Given text:
== Segment start ==

This new champ is almost too good to be true, and Lexie Littleton aims to prove that's the case. A cub journalist playing in the big leagues, Lexie is a spitfire newswoman who suspects there are holes in Carter's war story. But while she digs, the two teammates start to become serious off-field rivals for her fickle affections. As the new game of pro-football becomes less like the freewheeling sport he knew and loved, Dodge must both fight to keep his guys together and to get the girl of his dreams. Finding that love and football have a surprisingly similar playbook, however, he has one maneuver he will save just for the fourth quarter. "

While I thought the premise of this movie was promising, the early days of pro football, and its set during one of my favorite time periods, this movie so did not work on any level, as a sports comedy or as a romantic screwball comedy. First of all, by 1925 the National Football League was already in existence for 5 years, so Dodge Connolly doesn't need to organize professional football. Two, the whole premise of Carter not being a war hero, and not saying anything while he receives medals, is not remotely funny and it wouldn't have been 6 years after the Great War. The banter between Lexie and Dodge is patently strained and not very funny, and there is absolutely no chemistry between George Clooney and Renee Zwellweger. However there was between Lexie and Carter.

There were faint echoes of Bull Durham all throughout this film, particularly with the triangle between Lexie, Carter and Dodge. However, one of the biggest problems with this film, is that the minor characters are not very well developed, particularly the guys on the Duluth Bulldogs. Anyone who has seen Bull Durham remembers the coach, the young born again player, the guy who practiced Santeria, and the young team follower who ends up reforming and marrying the born again player. There was also an African-American player on the team, despite the fact that all professional sports teams were segregated until after WWII.

It's not all dismal, the movie does get some fun over the fact that Dodge Connolly is way over the hill to be a professional football player. And there is a wonderful scene with the great Marian Seldes who interviews Dodge at an employment agency after the team is disbanded, and a scene with Stephen Root as Dodge dictates the sports column that Stephen Root supposedly writes but scenes like that were few and far between.

== Segment end ==

Problem to solve:
Print the passage of the movie review word for word, starting at "While I thought" and ending at "Lexie and Carter.".

Information given:
== Segment start ==

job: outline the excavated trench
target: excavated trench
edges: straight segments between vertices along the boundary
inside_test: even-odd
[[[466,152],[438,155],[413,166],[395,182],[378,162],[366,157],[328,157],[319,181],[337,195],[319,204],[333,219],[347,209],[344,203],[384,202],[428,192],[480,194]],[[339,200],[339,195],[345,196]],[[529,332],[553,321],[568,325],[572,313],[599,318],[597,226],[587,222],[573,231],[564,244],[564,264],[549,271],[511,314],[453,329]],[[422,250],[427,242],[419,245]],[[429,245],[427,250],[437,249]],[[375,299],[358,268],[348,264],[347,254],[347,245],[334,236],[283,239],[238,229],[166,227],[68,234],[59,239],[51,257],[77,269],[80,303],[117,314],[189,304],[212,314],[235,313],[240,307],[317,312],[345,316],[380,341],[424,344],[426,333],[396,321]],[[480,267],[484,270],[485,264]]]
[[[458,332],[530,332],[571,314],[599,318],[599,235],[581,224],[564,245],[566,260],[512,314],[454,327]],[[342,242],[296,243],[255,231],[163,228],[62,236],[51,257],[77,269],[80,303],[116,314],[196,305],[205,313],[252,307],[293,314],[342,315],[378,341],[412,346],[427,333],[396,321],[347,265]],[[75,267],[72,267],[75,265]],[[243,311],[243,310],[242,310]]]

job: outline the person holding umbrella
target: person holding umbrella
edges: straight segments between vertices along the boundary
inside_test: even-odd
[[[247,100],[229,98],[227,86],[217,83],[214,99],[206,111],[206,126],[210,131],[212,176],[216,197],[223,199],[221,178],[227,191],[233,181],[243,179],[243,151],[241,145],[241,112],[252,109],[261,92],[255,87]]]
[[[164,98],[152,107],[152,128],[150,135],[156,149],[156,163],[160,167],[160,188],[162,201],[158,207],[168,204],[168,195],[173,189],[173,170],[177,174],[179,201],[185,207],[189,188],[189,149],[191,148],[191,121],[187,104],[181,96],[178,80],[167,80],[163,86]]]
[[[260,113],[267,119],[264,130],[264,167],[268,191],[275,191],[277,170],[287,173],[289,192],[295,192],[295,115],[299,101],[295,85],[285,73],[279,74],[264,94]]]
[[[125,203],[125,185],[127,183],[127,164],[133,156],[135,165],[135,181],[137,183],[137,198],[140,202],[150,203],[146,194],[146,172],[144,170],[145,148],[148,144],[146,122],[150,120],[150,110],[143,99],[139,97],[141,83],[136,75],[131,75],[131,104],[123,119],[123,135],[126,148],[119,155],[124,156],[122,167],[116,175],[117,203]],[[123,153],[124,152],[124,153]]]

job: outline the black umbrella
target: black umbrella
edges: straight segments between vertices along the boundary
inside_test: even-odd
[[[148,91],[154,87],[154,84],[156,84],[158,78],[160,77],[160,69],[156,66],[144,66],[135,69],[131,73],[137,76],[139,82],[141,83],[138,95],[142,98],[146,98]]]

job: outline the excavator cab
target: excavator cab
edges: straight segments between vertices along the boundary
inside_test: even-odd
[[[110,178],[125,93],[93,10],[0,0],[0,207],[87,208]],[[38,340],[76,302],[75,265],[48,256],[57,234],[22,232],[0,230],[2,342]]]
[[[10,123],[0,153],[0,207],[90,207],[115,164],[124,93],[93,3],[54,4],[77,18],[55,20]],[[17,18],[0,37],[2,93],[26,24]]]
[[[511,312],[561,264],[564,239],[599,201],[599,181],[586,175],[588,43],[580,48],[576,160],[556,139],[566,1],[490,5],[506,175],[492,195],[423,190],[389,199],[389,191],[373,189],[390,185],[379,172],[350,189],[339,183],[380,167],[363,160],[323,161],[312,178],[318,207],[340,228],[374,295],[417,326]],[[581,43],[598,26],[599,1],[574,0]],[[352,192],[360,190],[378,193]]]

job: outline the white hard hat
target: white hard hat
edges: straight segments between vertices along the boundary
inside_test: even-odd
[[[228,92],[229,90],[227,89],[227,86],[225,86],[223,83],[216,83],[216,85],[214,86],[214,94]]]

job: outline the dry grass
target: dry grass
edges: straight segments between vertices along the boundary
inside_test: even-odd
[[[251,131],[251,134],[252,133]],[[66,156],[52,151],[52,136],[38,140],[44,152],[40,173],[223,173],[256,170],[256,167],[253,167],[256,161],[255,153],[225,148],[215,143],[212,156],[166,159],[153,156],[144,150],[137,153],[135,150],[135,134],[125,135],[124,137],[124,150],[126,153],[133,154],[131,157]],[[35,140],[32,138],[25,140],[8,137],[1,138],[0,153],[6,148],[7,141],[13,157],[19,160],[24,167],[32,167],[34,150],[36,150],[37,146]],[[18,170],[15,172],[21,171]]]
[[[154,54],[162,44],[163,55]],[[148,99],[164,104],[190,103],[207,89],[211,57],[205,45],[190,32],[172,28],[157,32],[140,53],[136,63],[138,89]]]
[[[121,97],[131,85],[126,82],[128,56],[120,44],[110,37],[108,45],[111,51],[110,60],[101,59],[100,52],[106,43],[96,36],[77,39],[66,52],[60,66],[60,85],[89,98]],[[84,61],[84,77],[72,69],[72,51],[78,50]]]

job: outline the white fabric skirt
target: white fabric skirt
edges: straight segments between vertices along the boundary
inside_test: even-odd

== Segment end ==

Answer to the problem:
While I thought the premise of this movie was promising, the early days of pro football, and its set during one of my favorite time periods, this movie so did not work on any level, as a sports comedy or as a romantic screwball comedy. First of all, by 1925 the National Football League was already in existence for 5 years, so Dodge Connolly doesn't need to organize professional football. Two, the whole premise of Carter not being a war hero, and not saying anything while he receives medals, is not remotely funny and it wouldn't have been 6 years after the Great War. The banter between Lexie and Dodge is patently strained and not very funny, and there is absolutely no chemistry between George Clooney and Renee Zwellweger. However there was between Lexie and Carter.